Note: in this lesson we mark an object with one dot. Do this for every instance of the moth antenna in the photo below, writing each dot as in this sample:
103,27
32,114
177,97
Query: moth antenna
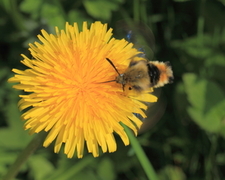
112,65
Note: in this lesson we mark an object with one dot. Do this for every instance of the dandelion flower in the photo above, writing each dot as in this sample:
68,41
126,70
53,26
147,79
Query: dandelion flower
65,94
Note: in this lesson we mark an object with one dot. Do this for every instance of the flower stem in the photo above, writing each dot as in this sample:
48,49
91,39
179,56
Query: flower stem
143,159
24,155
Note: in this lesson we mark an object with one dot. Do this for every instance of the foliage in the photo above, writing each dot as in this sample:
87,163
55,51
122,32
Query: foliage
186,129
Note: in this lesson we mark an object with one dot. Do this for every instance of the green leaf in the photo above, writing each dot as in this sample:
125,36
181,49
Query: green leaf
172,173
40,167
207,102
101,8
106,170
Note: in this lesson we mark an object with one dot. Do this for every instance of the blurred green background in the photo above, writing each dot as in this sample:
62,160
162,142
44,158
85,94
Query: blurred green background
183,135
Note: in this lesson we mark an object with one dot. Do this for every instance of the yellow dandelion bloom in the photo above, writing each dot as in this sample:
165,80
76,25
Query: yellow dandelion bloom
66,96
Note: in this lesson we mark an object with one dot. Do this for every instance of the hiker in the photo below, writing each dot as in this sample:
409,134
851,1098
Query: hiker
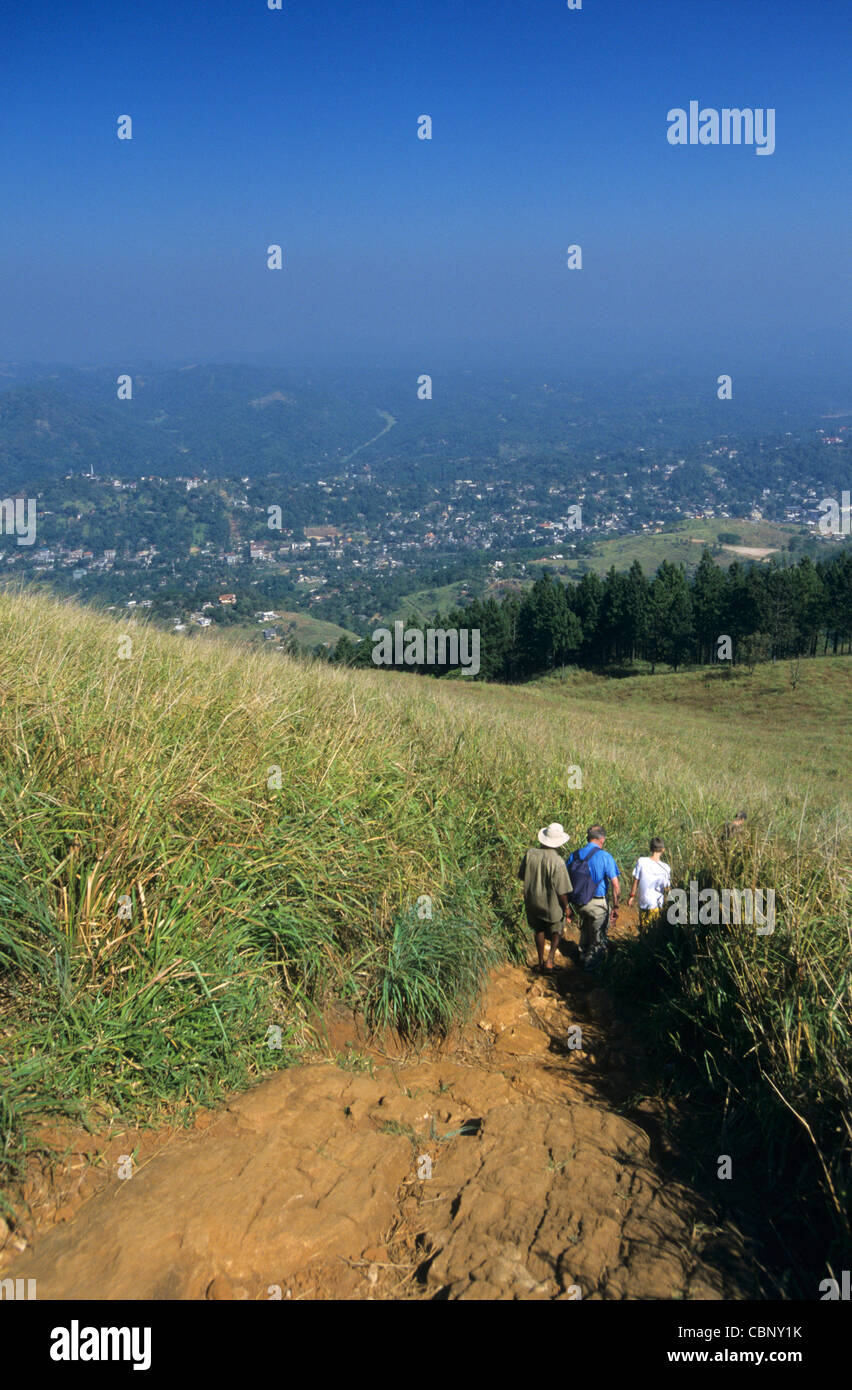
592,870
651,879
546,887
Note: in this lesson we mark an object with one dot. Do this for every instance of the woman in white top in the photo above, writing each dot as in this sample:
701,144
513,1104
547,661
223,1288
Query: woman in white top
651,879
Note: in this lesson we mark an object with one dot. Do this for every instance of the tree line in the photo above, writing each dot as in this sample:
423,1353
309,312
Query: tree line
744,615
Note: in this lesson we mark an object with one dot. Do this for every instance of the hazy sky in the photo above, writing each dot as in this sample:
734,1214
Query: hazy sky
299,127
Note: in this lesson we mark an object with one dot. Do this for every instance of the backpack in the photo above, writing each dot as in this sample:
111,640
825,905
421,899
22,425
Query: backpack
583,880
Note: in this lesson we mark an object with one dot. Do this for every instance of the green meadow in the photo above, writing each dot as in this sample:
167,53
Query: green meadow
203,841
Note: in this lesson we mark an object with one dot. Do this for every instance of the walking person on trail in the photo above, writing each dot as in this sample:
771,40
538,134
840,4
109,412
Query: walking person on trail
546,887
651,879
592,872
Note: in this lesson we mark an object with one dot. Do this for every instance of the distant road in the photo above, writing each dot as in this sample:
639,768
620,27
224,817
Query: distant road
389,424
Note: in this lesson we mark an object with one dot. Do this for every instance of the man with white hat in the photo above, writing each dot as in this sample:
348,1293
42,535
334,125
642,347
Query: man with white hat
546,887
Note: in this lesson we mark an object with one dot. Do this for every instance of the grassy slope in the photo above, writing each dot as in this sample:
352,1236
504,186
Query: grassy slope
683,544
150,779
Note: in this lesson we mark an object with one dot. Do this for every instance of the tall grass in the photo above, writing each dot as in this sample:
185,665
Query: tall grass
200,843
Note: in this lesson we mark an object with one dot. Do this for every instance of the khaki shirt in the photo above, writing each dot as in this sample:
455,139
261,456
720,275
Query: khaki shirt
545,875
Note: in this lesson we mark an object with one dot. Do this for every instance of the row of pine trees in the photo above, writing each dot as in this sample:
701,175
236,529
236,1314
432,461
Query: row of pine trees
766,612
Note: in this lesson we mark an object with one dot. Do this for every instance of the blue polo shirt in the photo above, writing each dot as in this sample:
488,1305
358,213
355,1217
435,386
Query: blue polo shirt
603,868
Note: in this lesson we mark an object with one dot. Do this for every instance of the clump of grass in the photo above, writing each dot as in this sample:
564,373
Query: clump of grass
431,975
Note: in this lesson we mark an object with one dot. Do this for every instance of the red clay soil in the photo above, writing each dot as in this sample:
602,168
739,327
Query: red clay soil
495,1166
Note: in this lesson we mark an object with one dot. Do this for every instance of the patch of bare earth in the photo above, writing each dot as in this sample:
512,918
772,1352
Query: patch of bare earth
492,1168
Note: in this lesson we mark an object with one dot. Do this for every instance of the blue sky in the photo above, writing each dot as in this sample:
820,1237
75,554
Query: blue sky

──────

The task >>
Go through the lines above. Select every one that has the string "below".

Your solution >>
Note: in this lesson we mark an object with one dot. Do this for every instance of the moth antenna in the photo below, writing each dot as in this sample:
Note: in this lesson we mark an object with one dot. Do this for every instance of the hiker in the photo below, writing each dot as in this sample:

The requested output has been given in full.